| Work to be completed |
Report only the number of lines in the records below that contain the word "white".

| Data for processing |
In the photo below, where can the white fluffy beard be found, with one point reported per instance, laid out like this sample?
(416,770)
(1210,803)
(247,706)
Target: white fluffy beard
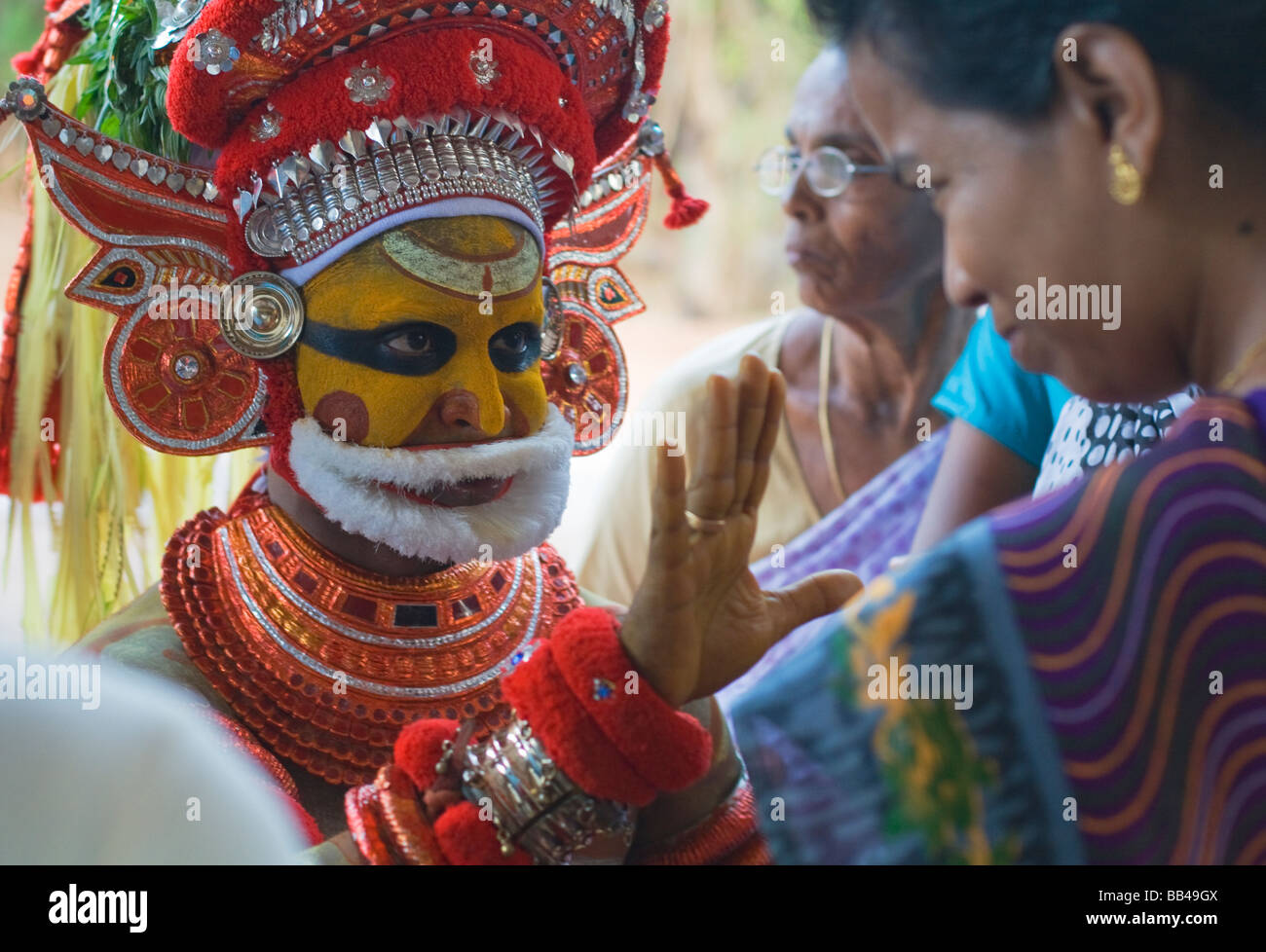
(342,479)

--

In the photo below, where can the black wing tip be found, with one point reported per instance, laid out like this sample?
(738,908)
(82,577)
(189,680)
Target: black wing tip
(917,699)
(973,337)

| Problem solution |
2